_YOUR TASK:_ Compute how many lines in the records below contain the string "front" and give that number without other output.

_EXERCISE DATA:_
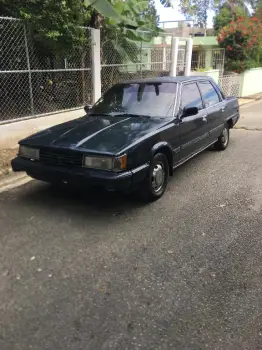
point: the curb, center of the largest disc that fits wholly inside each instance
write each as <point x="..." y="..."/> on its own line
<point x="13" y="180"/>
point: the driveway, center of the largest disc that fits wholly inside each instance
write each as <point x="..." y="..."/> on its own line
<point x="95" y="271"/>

...

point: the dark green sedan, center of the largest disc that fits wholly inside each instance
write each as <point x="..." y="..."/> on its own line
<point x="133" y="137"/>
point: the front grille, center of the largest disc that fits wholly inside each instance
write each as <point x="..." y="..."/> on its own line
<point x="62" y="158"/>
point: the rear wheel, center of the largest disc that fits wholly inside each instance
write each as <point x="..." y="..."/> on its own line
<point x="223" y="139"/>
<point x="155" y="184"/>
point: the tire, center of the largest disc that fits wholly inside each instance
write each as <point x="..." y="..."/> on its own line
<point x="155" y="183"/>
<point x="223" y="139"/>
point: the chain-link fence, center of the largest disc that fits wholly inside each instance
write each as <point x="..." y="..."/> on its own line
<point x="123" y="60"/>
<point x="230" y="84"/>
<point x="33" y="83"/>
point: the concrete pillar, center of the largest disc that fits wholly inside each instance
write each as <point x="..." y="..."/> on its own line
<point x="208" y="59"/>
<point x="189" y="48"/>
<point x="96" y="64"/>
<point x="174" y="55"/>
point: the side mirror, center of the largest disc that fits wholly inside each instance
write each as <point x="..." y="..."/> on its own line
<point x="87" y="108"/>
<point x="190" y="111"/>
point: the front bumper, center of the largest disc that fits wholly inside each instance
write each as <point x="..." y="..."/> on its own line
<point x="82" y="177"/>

_THE ANSWER:_ 2